* **THE REQUEST**
Below is a set of entries. Reproduce exactly the lines from the one containing "Question. Identify every instance of the iron gate" through the end, both included.

____________

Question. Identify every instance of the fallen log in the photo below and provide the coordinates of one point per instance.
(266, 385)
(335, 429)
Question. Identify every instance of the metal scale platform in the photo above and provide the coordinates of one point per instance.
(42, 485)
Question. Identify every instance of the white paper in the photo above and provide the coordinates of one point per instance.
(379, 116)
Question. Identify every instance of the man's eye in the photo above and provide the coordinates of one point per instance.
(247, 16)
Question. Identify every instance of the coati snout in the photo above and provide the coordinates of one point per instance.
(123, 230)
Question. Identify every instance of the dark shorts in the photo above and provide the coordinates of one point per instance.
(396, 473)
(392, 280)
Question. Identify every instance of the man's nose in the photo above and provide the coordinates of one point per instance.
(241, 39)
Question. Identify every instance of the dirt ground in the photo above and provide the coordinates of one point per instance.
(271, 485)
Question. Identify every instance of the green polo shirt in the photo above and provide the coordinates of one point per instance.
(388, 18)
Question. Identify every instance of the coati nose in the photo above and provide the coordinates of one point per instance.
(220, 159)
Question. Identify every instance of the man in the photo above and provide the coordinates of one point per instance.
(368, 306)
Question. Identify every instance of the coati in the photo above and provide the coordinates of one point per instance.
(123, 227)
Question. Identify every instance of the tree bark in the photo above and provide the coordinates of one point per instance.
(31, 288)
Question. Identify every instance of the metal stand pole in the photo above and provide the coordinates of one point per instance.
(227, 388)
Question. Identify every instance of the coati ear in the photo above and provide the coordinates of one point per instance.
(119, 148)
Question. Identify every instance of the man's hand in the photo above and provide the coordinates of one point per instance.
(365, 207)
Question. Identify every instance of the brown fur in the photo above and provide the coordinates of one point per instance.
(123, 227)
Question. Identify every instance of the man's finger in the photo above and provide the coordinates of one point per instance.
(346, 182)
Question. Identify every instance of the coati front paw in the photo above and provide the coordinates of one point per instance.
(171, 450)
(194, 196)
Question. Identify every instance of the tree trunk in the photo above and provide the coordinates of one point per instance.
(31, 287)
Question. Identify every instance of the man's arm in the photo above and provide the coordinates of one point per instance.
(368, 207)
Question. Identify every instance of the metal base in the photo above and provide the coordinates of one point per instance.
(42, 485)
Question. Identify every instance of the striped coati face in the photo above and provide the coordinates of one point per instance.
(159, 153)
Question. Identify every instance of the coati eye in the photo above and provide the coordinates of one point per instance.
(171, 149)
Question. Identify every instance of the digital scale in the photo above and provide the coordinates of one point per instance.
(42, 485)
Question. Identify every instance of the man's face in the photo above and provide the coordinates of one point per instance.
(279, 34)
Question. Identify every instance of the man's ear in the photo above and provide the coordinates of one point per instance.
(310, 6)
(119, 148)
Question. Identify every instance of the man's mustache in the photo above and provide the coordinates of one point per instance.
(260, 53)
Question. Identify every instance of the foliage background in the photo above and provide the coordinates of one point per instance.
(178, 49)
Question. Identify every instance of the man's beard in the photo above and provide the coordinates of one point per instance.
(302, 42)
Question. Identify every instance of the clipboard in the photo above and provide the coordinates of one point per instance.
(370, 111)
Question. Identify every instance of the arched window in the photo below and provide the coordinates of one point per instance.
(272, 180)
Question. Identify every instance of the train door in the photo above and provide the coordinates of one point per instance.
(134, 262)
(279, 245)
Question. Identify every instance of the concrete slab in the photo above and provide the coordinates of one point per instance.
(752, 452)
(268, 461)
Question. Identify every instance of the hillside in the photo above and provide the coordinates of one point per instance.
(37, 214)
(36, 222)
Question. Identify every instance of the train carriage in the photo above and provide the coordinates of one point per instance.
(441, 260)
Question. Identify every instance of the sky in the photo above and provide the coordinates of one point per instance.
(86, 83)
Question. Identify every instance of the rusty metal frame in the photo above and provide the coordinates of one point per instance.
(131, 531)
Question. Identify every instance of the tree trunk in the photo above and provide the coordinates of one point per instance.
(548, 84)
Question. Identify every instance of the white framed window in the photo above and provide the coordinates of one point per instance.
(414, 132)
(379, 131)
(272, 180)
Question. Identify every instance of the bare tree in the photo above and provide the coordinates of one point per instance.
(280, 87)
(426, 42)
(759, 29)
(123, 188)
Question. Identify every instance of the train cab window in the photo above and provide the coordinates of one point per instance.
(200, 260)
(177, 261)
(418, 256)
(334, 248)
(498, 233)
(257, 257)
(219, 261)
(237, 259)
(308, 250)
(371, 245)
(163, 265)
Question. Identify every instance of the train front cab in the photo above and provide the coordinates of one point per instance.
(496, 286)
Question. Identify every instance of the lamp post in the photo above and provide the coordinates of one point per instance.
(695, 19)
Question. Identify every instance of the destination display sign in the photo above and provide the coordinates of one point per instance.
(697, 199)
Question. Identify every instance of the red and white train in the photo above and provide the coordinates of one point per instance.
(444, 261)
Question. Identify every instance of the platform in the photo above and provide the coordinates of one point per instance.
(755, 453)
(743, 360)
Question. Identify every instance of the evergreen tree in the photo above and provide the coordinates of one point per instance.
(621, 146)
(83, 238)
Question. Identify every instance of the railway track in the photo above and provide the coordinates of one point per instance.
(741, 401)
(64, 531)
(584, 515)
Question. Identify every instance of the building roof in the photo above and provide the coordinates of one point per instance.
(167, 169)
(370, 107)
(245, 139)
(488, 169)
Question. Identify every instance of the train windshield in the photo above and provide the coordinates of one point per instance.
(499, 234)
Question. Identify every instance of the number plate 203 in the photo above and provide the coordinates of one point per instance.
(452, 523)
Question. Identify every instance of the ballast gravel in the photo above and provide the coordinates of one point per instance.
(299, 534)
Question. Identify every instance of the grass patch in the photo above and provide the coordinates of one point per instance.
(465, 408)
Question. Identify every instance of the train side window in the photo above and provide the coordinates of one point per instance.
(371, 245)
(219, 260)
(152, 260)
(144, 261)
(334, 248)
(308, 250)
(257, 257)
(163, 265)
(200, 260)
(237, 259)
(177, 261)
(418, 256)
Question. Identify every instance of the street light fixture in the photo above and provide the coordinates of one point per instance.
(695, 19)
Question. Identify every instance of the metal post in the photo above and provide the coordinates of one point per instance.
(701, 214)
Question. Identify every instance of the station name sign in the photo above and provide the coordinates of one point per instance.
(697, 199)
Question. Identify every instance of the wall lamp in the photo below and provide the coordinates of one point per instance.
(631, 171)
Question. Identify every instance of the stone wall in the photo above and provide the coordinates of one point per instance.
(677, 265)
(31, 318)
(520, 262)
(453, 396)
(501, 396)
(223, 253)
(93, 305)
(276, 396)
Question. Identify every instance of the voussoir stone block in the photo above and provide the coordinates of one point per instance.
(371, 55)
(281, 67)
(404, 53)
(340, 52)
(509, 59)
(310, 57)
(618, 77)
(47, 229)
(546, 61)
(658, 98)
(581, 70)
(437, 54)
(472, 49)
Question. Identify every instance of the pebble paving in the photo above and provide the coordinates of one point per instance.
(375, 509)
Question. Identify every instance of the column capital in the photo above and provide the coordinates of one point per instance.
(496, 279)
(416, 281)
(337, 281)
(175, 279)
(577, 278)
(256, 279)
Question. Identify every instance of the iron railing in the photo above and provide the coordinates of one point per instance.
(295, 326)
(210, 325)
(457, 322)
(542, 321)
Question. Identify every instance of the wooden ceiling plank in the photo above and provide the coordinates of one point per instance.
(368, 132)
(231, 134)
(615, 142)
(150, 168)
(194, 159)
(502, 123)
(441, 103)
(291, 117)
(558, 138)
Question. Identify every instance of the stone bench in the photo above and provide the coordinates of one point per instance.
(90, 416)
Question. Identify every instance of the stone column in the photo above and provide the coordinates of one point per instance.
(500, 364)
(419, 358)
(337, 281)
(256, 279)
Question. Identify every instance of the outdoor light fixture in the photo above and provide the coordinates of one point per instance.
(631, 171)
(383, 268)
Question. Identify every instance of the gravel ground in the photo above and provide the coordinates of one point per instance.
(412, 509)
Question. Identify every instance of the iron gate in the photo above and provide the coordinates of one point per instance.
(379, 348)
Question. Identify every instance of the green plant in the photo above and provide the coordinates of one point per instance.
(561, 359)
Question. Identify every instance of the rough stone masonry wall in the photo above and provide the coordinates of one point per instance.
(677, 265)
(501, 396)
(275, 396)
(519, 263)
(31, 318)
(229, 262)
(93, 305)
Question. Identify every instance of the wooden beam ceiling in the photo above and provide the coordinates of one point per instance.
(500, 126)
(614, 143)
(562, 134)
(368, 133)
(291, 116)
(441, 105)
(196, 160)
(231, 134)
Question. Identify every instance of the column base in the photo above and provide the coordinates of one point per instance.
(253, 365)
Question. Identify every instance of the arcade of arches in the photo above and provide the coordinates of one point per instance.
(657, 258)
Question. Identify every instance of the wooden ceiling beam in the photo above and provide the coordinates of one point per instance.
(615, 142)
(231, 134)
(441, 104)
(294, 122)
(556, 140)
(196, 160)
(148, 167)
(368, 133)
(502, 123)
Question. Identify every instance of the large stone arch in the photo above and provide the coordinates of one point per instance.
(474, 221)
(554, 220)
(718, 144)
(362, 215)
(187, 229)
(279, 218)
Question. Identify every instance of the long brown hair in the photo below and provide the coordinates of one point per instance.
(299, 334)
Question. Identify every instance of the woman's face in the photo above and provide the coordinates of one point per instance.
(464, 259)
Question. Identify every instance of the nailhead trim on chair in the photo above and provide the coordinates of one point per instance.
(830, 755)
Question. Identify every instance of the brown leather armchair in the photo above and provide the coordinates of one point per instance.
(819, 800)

____________

* **ANSWER TO THE EXERCISE**
Question. Identify every instance of the iron gate in the photo above and provide the coordinates of one point per instance.
(379, 348)
Question. Identify every instance of the green plant in the photo above and provide the coordinates of one point per instance.
(561, 359)
Question. Identify every instance of the rough stone masonry wall in the photo above and provide the coordinates of one point per instance.
(677, 265)
(501, 396)
(275, 396)
(519, 263)
(31, 318)
(229, 262)
(93, 305)
Question. Identify every instance of the wooden beam ceiling in the photo above and provide the coordinates of one point per instance.
(500, 126)
(614, 143)
(562, 134)
(368, 133)
(291, 116)
(441, 105)
(196, 160)
(231, 134)
Question. Identify every instance of the column base in the photo above and provide the coordinates of one point per instance.
(253, 365)
Question. Identify every instance of the arcade of arches in the photo above and provide the coordinates of one point per instance.
(657, 258)
Question. Identify every instance of the wooden ceiling beam in the photo above and provide the coordinates of one point per instance.
(615, 142)
(231, 134)
(441, 104)
(294, 122)
(556, 140)
(196, 160)
(148, 167)
(368, 133)
(502, 123)
Question. Identify every instance of the large stone arch in the photo above and provide the coordinates of one point per instance.
(474, 221)
(554, 220)
(718, 144)
(362, 215)
(187, 229)
(279, 218)
Question. Identify every instance of the long brown hair in the photo below and provide the coordinates of one point per instance.
(299, 334)
Question. Identify every instance of the woman's face in the photo above and provide the coordinates of one point per instance.
(464, 259)
Question. Identify every instance of the nailhead trim on chair in the photo above and provide the coordinates of one point per instance.
(830, 755)
Question. Identify every instance of the brown leather armchair in the photo above and provide the coordinates of one point per instance.
(819, 800)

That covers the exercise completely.